_What the task asks_.
Please edit everything from the line containing "Identify the utility" down to the line containing "left=54, top=240, right=62, bottom=264", replacing "red lantern" with "paper lantern" and leaving all else unchanged. Return only those lines.

(Lines from a box labeling dataset)

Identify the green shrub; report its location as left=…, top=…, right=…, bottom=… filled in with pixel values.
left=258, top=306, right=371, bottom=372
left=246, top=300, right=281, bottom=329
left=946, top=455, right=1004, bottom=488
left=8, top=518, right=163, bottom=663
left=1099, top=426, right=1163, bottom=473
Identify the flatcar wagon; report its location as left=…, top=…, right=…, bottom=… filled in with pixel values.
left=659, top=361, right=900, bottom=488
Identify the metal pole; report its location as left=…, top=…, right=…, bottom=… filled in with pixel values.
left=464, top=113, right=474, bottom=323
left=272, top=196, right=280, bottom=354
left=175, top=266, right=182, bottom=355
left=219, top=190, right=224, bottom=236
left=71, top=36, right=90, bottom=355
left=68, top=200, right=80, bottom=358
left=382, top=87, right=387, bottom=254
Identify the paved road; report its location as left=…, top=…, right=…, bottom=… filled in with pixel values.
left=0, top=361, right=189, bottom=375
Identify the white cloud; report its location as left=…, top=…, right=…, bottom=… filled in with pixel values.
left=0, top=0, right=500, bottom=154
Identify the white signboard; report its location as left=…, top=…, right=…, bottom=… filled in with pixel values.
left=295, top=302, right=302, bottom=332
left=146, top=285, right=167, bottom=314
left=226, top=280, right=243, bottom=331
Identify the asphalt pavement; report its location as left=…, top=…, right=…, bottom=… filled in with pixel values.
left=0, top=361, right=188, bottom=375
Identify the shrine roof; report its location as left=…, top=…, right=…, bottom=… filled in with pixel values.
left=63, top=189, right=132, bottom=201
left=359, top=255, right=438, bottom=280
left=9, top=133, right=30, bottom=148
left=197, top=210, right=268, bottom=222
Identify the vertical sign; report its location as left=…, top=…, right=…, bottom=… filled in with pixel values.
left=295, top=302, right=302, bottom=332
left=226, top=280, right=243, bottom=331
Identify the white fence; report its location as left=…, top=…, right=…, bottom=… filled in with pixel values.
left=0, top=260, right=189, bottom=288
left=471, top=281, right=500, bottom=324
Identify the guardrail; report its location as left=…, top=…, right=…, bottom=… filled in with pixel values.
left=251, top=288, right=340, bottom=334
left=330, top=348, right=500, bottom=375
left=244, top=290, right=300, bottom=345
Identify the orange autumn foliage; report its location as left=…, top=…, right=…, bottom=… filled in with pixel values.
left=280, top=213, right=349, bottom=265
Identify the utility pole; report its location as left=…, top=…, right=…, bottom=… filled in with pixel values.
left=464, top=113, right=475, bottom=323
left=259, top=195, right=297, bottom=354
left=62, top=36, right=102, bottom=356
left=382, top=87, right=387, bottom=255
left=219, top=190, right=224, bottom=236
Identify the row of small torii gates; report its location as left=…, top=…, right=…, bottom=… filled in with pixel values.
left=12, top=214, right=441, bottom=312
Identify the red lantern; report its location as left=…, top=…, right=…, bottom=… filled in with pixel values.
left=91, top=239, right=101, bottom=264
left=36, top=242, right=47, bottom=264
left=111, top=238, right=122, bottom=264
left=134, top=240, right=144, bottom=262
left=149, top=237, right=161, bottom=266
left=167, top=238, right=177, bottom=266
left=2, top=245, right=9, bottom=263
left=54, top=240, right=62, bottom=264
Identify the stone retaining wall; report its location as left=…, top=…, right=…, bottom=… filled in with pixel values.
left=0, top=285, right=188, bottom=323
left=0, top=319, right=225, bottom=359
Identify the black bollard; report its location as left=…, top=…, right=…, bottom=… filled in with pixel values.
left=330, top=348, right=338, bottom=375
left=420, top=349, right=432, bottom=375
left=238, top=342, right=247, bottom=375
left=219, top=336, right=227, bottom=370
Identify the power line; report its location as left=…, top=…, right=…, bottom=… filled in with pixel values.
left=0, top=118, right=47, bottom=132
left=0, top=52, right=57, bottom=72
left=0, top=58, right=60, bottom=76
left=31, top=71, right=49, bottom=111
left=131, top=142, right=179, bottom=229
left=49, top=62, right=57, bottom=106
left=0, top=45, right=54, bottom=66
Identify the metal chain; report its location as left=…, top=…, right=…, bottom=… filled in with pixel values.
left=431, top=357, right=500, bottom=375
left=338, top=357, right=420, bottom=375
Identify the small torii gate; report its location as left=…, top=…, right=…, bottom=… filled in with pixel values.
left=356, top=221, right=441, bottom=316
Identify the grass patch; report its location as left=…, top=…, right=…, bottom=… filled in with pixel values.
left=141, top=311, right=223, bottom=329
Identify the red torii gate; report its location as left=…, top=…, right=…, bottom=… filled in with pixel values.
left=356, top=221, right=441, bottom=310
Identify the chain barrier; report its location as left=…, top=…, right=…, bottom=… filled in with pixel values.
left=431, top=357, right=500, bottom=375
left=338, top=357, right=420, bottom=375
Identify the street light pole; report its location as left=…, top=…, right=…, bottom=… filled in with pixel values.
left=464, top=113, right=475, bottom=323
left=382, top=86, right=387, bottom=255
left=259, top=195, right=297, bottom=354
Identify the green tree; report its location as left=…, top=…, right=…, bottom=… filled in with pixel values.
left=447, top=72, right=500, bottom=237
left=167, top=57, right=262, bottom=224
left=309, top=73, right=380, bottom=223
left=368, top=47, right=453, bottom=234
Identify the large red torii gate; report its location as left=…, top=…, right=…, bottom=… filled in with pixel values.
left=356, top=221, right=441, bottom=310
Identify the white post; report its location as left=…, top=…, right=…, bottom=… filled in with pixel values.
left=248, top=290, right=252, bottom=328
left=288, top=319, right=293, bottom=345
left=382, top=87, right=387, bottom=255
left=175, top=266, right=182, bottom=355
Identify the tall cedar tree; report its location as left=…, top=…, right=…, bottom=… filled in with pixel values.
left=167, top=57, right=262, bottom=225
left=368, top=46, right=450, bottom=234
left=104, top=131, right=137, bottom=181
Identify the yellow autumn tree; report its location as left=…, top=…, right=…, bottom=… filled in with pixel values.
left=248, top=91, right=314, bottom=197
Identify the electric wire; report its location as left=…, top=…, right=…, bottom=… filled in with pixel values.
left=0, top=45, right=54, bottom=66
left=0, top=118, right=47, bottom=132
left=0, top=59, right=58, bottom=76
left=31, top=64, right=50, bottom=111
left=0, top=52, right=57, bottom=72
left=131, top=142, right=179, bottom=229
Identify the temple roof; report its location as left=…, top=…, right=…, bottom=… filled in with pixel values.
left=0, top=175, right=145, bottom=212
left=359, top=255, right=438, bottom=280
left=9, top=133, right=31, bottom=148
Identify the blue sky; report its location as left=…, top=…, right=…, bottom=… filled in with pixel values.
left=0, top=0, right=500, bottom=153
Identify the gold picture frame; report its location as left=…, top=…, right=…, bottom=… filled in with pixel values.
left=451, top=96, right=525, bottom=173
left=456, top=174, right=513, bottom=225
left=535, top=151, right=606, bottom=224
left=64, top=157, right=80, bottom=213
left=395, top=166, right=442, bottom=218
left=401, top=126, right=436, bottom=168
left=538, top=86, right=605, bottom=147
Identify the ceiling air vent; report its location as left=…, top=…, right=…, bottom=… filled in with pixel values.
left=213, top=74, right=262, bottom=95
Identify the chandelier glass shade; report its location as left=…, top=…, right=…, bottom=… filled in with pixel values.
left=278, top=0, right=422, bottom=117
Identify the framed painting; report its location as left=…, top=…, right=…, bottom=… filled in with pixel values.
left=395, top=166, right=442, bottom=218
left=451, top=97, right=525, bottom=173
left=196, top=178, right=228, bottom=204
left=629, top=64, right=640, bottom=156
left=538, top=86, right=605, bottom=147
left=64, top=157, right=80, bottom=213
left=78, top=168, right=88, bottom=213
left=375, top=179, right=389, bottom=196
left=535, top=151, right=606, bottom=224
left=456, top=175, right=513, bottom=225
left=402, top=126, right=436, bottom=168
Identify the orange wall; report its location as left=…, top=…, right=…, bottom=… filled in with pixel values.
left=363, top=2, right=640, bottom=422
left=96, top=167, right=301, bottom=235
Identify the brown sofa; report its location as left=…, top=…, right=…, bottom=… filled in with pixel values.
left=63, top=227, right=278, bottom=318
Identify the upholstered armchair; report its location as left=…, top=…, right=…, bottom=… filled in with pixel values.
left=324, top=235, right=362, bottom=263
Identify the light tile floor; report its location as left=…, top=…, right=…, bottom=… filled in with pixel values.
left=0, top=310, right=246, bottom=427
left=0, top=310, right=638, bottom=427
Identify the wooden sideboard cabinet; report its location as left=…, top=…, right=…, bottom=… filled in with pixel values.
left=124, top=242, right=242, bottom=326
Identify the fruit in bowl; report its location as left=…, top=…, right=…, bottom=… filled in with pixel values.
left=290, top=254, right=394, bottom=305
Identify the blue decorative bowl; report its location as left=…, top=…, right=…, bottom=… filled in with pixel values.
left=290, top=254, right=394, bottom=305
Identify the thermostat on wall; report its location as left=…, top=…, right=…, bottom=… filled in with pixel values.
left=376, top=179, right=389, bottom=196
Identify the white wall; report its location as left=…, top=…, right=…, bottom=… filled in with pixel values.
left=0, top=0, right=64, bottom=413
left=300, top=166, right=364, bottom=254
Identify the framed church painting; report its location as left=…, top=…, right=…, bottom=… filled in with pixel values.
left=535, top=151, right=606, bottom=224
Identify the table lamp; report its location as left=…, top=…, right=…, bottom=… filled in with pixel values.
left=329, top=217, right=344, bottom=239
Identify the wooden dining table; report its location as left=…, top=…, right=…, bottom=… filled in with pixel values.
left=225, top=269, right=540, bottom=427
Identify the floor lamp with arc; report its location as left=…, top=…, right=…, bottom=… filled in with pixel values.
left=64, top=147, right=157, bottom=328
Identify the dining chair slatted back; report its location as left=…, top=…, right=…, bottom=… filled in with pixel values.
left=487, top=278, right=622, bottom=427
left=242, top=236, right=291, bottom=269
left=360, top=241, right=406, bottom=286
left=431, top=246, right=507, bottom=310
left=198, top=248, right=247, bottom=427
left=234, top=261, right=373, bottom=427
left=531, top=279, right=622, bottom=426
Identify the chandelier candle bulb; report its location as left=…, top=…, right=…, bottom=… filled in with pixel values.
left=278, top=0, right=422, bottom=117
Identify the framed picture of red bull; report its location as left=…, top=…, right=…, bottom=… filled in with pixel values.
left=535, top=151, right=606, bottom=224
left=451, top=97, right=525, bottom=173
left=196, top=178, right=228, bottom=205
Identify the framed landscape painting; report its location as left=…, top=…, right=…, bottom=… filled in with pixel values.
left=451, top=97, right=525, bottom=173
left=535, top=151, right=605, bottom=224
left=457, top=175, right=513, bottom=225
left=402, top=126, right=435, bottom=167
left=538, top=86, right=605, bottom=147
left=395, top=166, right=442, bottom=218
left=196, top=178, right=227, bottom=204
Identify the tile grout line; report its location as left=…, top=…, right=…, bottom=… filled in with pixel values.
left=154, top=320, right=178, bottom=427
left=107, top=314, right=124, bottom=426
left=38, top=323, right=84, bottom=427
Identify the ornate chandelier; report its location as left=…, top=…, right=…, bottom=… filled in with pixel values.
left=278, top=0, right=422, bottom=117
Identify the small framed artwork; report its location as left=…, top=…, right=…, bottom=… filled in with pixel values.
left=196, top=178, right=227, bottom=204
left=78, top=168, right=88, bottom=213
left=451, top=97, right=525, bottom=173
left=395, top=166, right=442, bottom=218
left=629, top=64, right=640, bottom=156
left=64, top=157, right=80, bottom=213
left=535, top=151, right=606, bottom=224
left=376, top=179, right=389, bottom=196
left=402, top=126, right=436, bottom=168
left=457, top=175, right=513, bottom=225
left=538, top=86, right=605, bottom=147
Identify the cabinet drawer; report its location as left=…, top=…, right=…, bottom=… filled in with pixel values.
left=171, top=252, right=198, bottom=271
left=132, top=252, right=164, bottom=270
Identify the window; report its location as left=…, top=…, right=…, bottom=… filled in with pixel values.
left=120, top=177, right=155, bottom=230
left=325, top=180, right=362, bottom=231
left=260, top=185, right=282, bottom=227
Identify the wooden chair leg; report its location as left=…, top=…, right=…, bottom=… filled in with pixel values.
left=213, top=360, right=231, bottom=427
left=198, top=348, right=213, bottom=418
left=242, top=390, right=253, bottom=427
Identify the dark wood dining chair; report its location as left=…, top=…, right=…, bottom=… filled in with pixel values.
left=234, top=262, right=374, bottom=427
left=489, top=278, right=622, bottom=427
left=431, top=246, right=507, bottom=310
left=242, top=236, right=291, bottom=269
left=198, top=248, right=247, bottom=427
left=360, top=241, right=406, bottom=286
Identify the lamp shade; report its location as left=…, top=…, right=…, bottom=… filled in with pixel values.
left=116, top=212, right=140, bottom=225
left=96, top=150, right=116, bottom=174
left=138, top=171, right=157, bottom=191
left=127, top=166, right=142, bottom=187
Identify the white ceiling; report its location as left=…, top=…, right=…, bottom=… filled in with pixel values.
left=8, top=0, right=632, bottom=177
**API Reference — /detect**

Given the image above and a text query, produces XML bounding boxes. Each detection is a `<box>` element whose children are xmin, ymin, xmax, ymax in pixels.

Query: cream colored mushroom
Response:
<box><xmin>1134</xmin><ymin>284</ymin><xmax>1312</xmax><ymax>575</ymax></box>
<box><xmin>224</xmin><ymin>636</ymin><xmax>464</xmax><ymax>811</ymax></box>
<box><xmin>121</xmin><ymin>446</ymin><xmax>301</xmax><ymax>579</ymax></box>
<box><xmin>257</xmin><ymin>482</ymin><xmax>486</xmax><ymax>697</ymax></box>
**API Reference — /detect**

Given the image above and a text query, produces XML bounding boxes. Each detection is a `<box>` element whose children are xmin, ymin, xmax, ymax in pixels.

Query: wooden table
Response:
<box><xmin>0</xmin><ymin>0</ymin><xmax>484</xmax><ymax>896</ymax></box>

_Solution below_.
Identify the utility pole; report its location as left=…, top=…, right=…, bottom=… filled in with pixel values.
left=464, top=113, right=475, bottom=323
left=259, top=195, right=297, bottom=354
left=62, top=36, right=102, bottom=356
left=382, top=87, right=387, bottom=255
left=219, top=190, right=224, bottom=236
Identify the row of small torii gates; report its location as left=…, top=…, right=…, bottom=… filled in with pixel values.
left=12, top=214, right=441, bottom=312
Identify the paper lantern; report its location as left=…, top=…, right=…, bottom=… filled in with pixel values.
left=91, top=239, right=101, bottom=264
left=36, top=242, right=47, bottom=264
left=111, top=238, right=122, bottom=264
left=134, top=240, right=144, bottom=262
left=149, top=237, right=161, bottom=266
left=167, top=238, right=177, bottom=266
left=2, top=245, right=9, bottom=263
left=54, top=240, right=62, bottom=264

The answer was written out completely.